[Exercise description]
Copy word for word everything in the Coinbase leadership notes from "Defining moments of" down to "left than expected.".

[Text]
— START —

Wartime CEO mentality

  • Armstrong says he used to think he was better as a peacetime CEO but has completely flipped: he now thrives in wartime and even gets bored without a crisis.
    • He finds competition energizing and motivating, and believes the best companies are defined by how they handle crises.
    • He acknowledges this could mean running on cortisol, but balances it with exercise, morning routines, and scheduled downtime.

Defining moments of crisis

  • Early cold storage rebuild: Three to four years into Coinbase, the amount of crypto stored on live servers was growing so fast that a hack within 60 days would have made the company insolvent. Two cryptography experts said building a proper system would take a team of ten about two years. Armstrong and a small group of employees designed and built a new cold storage architecture in days, then migrated all funds while sleep-deprived, pair-programming every keystroke to avoid errors. He calls it one of the most important moments of his career.
  • Mission First blog post: Coinbase declared it would not engage in political or social activism in the workplace, focusing solely on its mission. It was controversial and many predicted mass departures, but far fewer people left than expected.
  • Suing the SEC: Armstrong chose to sue the SEC when he believed its chair was unlawfully trying to kill the crypto industry in the US. Most advisors told him not to, but Coinbase won the lawsuit, and customers frequently cite this as the reason they trust the brand.
  • Market structure legislation: Coinbase publicly criticized a draft of crypto market structure legislation it believed would be harmful, showing a pattern of speaking up even when it riles people up.

Decision-making and judgment

  • Armstrong believes leaders must develop judgment over time about when to be contrarian and when to defer to their team.
    • He has forced through decisions he later regretted, and has also been talked out of bad calls by his executive team, such as a full company acquisition that became a minority investment instead.
    • He uses a simple risk-reward framework: weigh the upside against the probability and magnitude of downside, and remember that inaction also carries risk.
    • He believes litigation is sometimes necessary to create legal precedent when the law is unclear, and that lawyers should take intelligent risks rather than just trying to avoid all lawsuits.

Anti-authority streak meets regulatory compliance

  • Armstrong describes himself as anti-authority as a child and individual, yet Coinbase has pursued the most regulated and compliant path in crypto.
    • He sees no contradiction: being anti-authority means not liking being told what to do, but building trust through legitimacy allows Coinbase to land the largest institutions and store more crypto than any other company.
    • He credits board member Fred Wilson with mastering the Socratic method, guiding Armstrong to answers by asking questions rather than giving direct orders.

— END —

[Record excerpts]
— START —

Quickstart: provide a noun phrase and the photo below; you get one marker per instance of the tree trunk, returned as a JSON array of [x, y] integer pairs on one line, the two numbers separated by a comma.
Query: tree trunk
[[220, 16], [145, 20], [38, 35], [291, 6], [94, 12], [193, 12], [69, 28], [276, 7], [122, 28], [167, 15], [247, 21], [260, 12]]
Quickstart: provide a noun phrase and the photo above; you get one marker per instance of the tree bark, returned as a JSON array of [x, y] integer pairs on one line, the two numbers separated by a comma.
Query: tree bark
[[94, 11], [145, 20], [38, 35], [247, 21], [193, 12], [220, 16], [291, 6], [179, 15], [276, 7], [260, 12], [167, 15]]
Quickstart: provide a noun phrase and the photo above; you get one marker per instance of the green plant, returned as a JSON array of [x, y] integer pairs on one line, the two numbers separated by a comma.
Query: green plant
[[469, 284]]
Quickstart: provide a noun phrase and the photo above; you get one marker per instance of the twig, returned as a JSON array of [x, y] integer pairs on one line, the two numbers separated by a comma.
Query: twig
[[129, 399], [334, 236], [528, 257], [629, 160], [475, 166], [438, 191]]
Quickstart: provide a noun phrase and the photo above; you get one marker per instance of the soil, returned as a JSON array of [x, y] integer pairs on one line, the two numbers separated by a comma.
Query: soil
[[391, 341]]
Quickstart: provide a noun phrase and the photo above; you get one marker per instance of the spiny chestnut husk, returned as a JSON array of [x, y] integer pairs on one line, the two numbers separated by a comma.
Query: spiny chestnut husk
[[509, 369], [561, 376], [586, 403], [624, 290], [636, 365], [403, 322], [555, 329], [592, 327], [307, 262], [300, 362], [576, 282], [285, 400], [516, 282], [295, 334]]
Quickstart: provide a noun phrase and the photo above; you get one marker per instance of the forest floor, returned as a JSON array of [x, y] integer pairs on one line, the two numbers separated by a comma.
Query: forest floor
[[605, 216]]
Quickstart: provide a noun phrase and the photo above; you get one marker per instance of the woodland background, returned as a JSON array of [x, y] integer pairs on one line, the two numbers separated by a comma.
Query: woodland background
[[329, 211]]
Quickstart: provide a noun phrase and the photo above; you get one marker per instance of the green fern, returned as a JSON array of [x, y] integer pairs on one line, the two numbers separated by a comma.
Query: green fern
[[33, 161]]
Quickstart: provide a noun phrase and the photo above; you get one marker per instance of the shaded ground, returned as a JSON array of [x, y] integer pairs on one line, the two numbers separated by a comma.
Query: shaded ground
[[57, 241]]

— END —

[Completed exercise]
Defining moments of crisis

  • Early cold storage rebuild: Three to four years into Coinbase, the amount of crypto stored on live servers was growing so fast that a hack within 60 days would have made the company insolvent. Two cryptography experts said building a proper system would take a team of ten about two years. Armstrong and a small group of employees designed and built a new cold storage architecture in days, then migrated all funds while sleep-deprived, pair-programming every keystroke to avoid errors. He calls it one of the most important moments of his career.
  • Mission First blog post: Coinbase declared it would not engage in political or social activism in the workplace, focusing solely on its mission. It was controversial and many predicted mass departures, but far fewer people left than expected.